Tarefas a realizar:
**a.** No texto sobre as praças de Fortaleza, qual praça Juan Diaz considerava o ícone da Capital?
**b.** Imprima o trecho do texto sobre as praças de Fortaleza que começa nas palavras "By 14/04/2013julho 26th, 2017No" e termina após as palavras "Ferreira. Ficou desiludido.".
**c.** Segundo o texto sobre as praças de Fortaleza, quais problemas Juan Diaz encontrou na Praça do Ferreira? Liste todos.

Texto do documento:
* * *
By 14/04/2013julho 26th, 2017No Comments

FORTALEZA

Com exceção do Passeio Público, as outras enfrentam lixo, descaso e viraram abrigo para moradores de ruas

Ao tentar passear pelas praças do Centro, o empresário espanhol, Juan Diaz, foi alertado por amigos brasileiros: cuidado e não se espante com o cenário de abandono. Juan pensou que não poderia deixar Fortaleza sem conhecer, pelo menos, o ícone da Capital: a Praça do Ferreira. Ficou desiludido.

Principal ícone de Fortaleza, a Praça do Ferreira virou banheiro público fotos: José Leomar

Ali, se deparou com lixo, bancos quebrados e pior de tudo: a fonte está inativa e serve como banheiro público para os inúmeros moradores de rua que “adotaram” o espaço como dormitório e ganho de vida. “Fiquei decepcionado. Se aqui, que aparece em propagada do governo como sendo cartão-postal, imagino o resto”, questionou.
* * *
Informações registradas:

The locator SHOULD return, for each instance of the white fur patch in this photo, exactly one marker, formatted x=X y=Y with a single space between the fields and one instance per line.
* * *
Problemas resolvidos:
**a.** A Praça do Ferreira.

**b.**
By 14/04/2013julho 26th, 2017No Comments

FORTALEZA

Com exceção do Passeio Público, as outras enfrentam lixo, descaso e viraram abrigo para moradores de ruas

Ao tentar passear pelas praças do Centro, o empresário espanhol, Juan Diaz, foi alertado por amigos brasileiros: cuidado e não se espante com o cenário de abandono. Juan pensou que não poderia deixar Fortaleza sem conhecer, pelo menos, o ícone da Capital: a Praça do Ferreira. Ficou desiludido.

**c.**
- Lixo
- Bancos quebrados
- A fonte inativa, que serve como banheiro público para os moradores de rua